_Exercise prompt:_
Only one stretch of the data below is wanted: the lines starting at the one with "Find the foreground" and ending at the one with "Find the cracked", both included, given again exactly.

(Data entries)
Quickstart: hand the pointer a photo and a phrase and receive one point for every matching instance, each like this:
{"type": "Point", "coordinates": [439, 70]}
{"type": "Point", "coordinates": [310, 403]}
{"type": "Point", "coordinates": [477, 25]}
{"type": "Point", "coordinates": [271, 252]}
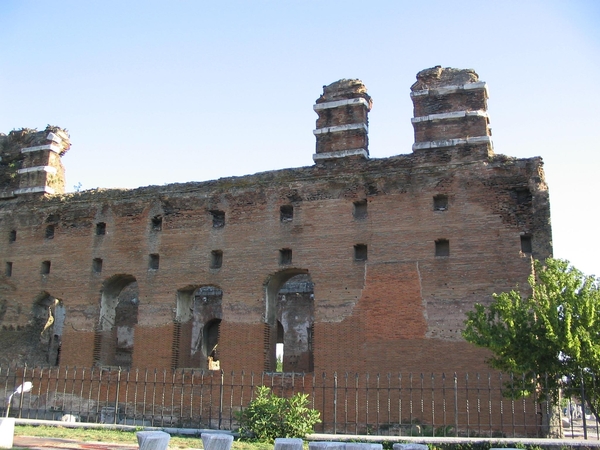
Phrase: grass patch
{"type": "Point", "coordinates": [121, 437]}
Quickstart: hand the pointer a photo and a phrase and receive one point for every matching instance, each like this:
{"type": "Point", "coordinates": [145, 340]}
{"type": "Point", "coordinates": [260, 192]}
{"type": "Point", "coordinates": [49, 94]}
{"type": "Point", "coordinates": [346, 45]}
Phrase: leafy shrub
{"type": "Point", "coordinates": [268, 416]}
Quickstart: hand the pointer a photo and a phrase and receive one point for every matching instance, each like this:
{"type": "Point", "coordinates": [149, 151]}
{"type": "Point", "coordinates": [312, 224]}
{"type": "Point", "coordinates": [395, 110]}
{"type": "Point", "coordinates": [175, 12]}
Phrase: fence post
{"type": "Point", "coordinates": [583, 406]}
{"type": "Point", "coordinates": [455, 403]}
{"type": "Point", "coordinates": [221, 398]}
{"type": "Point", "coordinates": [334, 402]}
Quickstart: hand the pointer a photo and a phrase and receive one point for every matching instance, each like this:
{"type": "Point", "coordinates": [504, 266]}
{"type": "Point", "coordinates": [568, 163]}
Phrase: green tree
{"type": "Point", "coordinates": [268, 416]}
{"type": "Point", "coordinates": [551, 334]}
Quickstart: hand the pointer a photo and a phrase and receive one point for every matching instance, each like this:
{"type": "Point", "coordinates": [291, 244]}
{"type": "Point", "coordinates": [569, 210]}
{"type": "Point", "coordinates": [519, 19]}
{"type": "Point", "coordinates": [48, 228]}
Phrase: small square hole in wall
{"type": "Point", "coordinates": [286, 213]}
{"type": "Point", "coordinates": [49, 231]}
{"type": "Point", "coordinates": [216, 259]}
{"type": "Point", "coordinates": [360, 252]}
{"type": "Point", "coordinates": [157, 223]}
{"type": "Point", "coordinates": [97, 265]}
{"type": "Point", "coordinates": [526, 246]}
{"type": "Point", "coordinates": [285, 256]}
{"type": "Point", "coordinates": [153, 261]}
{"type": "Point", "coordinates": [442, 247]}
{"type": "Point", "coordinates": [440, 202]}
{"type": "Point", "coordinates": [522, 196]}
{"type": "Point", "coordinates": [100, 229]}
{"type": "Point", "coordinates": [359, 209]}
{"type": "Point", "coordinates": [218, 218]}
{"type": "Point", "coordinates": [45, 267]}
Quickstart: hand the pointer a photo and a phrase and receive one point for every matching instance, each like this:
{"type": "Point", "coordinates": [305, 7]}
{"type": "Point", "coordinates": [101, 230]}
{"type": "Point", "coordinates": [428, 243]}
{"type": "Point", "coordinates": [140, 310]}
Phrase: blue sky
{"type": "Point", "coordinates": [156, 92]}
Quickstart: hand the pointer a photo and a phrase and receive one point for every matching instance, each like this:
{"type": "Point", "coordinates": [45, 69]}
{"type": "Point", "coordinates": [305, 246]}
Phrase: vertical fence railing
{"type": "Point", "coordinates": [350, 403]}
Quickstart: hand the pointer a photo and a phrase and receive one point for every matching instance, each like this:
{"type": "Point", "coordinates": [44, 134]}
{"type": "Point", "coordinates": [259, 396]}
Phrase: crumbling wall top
{"type": "Point", "coordinates": [345, 89]}
{"type": "Point", "coordinates": [437, 76]}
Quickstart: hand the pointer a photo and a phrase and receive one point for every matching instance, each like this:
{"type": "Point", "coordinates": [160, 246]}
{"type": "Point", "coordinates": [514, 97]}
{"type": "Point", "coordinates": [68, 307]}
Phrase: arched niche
{"type": "Point", "coordinates": [198, 315]}
{"type": "Point", "coordinates": [289, 320]}
{"type": "Point", "coordinates": [118, 317]}
{"type": "Point", "coordinates": [48, 320]}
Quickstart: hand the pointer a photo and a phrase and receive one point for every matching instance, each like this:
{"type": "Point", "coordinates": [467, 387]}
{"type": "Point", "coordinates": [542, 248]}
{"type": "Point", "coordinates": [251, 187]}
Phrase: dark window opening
{"type": "Point", "coordinates": [97, 265]}
{"type": "Point", "coordinates": [153, 262]}
{"type": "Point", "coordinates": [50, 232]}
{"type": "Point", "coordinates": [522, 196]}
{"type": "Point", "coordinates": [45, 267]}
{"type": "Point", "coordinates": [360, 252]}
{"type": "Point", "coordinates": [360, 209]}
{"type": "Point", "coordinates": [285, 256]}
{"type": "Point", "coordinates": [286, 213]}
{"type": "Point", "coordinates": [100, 229]}
{"type": "Point", "coordinates": [442, 247]}
{"type": "Point", "coordinates": [211, 339]}
{"type": "Point", "coordinates": [440, 203]}
{"type": "Point", "coordinates": [289, 336]}
{"type": "Point", "coordinates": [279, 348]}
{"type": "Point", "coordinates": [218, 218]}
{"type": "Point", "coordinates": [216, 259]}
{"type": "Point", "coordinates": [157, 223]}
{"type": "Point", "coordinates": [526, 246]}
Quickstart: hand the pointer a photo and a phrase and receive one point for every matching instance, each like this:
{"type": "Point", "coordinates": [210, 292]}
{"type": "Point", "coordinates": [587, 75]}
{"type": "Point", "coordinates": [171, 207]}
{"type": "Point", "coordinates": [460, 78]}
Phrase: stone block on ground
{"type": "Point", "coordinates": [325, 445]}
{"type": "Point", "coordinates": [363, 446]}
{"type": "Point", "coordinates": [288, 444]}
{"type": "Point", "coordinates": [216, 441]}
{"type": "Point", "coordinates": [410, 447]}
{"type": "Point", "coordinates": [7, 432]}
{"type": "Point", "coordinates": [153, 440]}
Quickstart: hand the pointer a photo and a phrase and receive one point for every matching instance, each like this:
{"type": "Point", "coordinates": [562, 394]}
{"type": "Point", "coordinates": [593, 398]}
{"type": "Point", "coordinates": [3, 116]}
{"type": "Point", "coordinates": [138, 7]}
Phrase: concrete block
{"type": "Point", "coordinates": [326, 445]}
{"type": "Point", "coordinates": [216, 441]}
{"type": "Point", "coordinates": [410, 447]}
{"type": "Point", "coordinates": [7, 432]}
{"type": "Point", "coordinates": [153, 440]}
{"type": "Point", "coordinates": [363, 446]}
{"type": "Point", "coordinates": [288, 444]}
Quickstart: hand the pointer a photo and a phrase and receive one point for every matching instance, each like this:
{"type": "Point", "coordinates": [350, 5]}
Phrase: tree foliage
{"type": "Point", "coordinates": [268, 416]}
{"type": "Point", "coordinates": [551, 335]}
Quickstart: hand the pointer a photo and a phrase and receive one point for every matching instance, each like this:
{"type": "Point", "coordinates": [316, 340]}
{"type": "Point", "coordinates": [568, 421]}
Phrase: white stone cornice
{"type": "Point", "coordinates": [35, 190]}
{"type": "Point", "coordinates": [341, 154]}
{"type": "Point", "coordinates": [338, 103]}
{"type": "Point", "coordinates": [52, 147]}
{"type": "Point", "coordinates": [452, 142]}
{"type": "Point", "coordinates": [338, 128]}
{"type": "Point", "coordinates": [54, 138]}
{"type": "Point", "coordinates": [452, 89]}
{"type": "Point", "coordinates": [450, 115]}
{"type": "Point", "coordinates": [48, 169]}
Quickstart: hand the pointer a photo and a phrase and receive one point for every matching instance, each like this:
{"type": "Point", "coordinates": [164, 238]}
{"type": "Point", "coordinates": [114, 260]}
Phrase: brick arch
{"type": "Point", "coordinates": [48, 319]}
{"type": "Point", "coordinates": [289, 320]}
{"type": "Point", "coordinates": [114, 341]}
{"type": "Point", "coordinates": [198, 315]}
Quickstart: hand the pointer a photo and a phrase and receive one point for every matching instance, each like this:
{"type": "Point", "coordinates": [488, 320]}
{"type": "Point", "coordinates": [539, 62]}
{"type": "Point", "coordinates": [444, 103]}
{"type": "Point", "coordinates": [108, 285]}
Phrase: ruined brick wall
{"type": "Point", "coordinates": [396, 249]}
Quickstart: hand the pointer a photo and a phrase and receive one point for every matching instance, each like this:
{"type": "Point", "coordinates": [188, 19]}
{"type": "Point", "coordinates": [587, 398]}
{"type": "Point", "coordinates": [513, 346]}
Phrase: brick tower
{"type": "Point", "coordinates": [343, 124]}
{"type": "Point", "coordinates": [450, 112]}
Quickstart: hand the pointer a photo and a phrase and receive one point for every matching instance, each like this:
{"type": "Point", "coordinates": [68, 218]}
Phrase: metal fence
{"type": "Point", "coordinates": [486, 405]}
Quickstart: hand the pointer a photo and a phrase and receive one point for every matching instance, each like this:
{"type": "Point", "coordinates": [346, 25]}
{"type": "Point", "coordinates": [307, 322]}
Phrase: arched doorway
{"type": "Point", "coordinates": [48, 320]}
{"type": "Point", "coordinates": [118, 317]}
{"type": "Point", "coordinates": [197, 322]}
{"type": "Point", "coordinates": [289, 320]}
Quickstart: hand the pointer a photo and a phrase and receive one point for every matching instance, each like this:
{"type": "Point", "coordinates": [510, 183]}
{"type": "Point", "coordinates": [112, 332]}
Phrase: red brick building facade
{"type": "Point", "coordinates": [353, 264]}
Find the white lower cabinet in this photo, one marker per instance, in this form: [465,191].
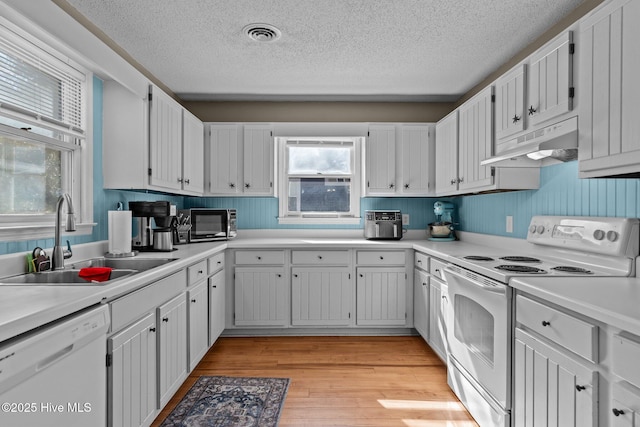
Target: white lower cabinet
[198,322]
[131,373]
[261,296]
[321,296]
[216,306]
[550,387]
[172,347]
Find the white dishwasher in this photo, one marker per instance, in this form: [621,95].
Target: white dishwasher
[56,374]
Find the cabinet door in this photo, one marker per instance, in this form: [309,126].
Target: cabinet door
[438,302]
[550,388]
[216,306]
[609,87]
[198,322]
[131,375]
[165,141]
[258,158]
[475,141]
[380,166]
[417,151]
[223,159]
[321,296]
[550,78]
[172,347]
[381,296]
[192,154]
[261,297]
[447,154]
[421,303]
[510,102]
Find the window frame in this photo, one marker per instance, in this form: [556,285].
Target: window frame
[315,218]
[78,181]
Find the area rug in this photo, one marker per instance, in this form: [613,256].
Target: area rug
[230,402]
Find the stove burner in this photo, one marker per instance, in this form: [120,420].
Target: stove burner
[520,259]
[520,269]
[570,269]
[478,258]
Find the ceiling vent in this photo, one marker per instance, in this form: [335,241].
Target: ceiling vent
[263,33]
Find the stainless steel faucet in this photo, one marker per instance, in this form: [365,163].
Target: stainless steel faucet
[60,254]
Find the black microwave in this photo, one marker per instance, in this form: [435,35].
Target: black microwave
[209,224]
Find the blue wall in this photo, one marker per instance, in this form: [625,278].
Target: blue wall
[560,193]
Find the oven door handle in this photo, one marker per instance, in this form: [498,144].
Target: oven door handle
[488,285]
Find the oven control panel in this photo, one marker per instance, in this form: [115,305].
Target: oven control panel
[602,235]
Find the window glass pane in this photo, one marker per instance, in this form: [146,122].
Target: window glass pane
[319,194]
[319,160]
[30,176]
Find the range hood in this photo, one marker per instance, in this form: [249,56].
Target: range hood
[558,141]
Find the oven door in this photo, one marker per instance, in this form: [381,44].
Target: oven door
[479,331]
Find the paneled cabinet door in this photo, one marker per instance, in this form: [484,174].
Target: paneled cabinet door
[417,152]
[258,159]
[421,303]
[380,166]
[475,141]
[198,319]
[261,296]
[192,154]
[550,80]
[609,88]
[381,296]
[165,141]
[172,347]
[132,375]
[216,306]
[550,388]
[321,296]
[438,307]
[510,102]
[447,154]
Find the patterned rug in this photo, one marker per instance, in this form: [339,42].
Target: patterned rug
[230,402]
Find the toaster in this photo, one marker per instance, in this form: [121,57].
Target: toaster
[383,225]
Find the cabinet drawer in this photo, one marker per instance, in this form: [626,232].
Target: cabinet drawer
[562,328]
[381,258]
[626,353]
[421,261]
[215,263]
[437,268]
[260,257]
[320,257]
[132,306]
[197,272]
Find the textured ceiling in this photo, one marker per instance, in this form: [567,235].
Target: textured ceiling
[329,49]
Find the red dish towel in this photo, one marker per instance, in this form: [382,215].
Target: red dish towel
[95,274]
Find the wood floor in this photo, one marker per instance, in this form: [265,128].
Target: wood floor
[342,381]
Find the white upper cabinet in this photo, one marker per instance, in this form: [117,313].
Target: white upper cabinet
[151,144]
[240,160]
[399,160]
[609,86]
[510,102]
[380,163]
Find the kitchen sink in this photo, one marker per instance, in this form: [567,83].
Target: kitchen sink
[63,277]
[133,263]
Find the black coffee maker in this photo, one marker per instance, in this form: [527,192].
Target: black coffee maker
[152,238]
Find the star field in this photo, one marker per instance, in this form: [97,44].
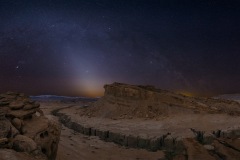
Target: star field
[74,47]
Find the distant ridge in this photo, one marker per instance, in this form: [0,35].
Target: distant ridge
[234,97]
[61,98]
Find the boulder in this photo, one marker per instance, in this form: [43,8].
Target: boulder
[22,114]
[16,105]
[23,143]
[31,106]
[17,123]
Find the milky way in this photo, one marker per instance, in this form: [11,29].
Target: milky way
[74,47]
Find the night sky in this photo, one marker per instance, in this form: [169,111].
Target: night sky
[74,47]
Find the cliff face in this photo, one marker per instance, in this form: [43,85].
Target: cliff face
[130,101]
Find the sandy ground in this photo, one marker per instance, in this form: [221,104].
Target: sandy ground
[75,146]
[178,124]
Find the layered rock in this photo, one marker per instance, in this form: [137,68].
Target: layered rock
[129,101]
[25,129]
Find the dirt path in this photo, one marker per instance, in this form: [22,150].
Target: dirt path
[76,146]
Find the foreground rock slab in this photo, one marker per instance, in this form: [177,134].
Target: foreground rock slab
[23,128]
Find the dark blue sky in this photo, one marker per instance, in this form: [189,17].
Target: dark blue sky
[74,47]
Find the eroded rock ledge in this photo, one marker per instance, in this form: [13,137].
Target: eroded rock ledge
[25,129]
[122,101]
[129,101]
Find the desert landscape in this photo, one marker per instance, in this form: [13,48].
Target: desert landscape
[128,122]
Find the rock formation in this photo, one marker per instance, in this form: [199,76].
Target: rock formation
[25,129]
[153,119]
[129,101]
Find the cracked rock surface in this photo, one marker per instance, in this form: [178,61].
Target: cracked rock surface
[25,133]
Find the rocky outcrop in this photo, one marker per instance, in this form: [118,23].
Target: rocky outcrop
[25,129]
[123,101]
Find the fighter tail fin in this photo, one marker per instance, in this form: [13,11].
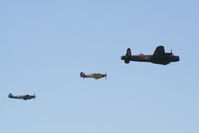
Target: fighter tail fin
[10,95]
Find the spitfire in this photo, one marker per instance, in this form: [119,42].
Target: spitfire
[24,97]
[93,75]
[158,57]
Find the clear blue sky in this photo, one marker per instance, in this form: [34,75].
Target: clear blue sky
[45,44]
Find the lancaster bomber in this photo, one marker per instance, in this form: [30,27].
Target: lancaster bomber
[24,97]
[158,57]
[93,75]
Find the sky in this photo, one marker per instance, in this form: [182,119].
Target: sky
[45,44]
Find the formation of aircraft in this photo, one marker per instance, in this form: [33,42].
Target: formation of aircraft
[24,97]
[93,75]
[158,57]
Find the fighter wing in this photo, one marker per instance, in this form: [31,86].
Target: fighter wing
[159,51]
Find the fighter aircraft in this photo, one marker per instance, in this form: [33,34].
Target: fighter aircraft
[158,57]
[24,97]
[93,75]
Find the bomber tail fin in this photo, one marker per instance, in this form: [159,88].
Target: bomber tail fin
[128,52]
[82,75]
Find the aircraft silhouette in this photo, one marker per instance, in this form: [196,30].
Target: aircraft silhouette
[158,57]
[93,75]
[24,97]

_Finished exercise:_
Find the foreground rock slab in this photo, one marker per instance, in this form: [177,134].
Target: foreground rock slab
[23,128]
Find the dark blue sky in this photo, one marker per instance, in this form: [189,17].
Target: dark blue sky
[74,47]
Find the eroded rock ledge in this photo, one marker per instance, in this form: [13,137].
Target: eroded rock ledge
[25,129]
[122,101]
[129,101]
Find the desert landscape in this photo, one marker per instance, in this form: [13,48].
Target: desert landscape
[128,122]
Find the rock formation in this photo, one marker per instance, in this form: [199,76].
Target: rock formation
[25,129]
[153,119]
[129,101]
Find the cracked rock surface in this photo, one marker per instance, in this form: [178,61].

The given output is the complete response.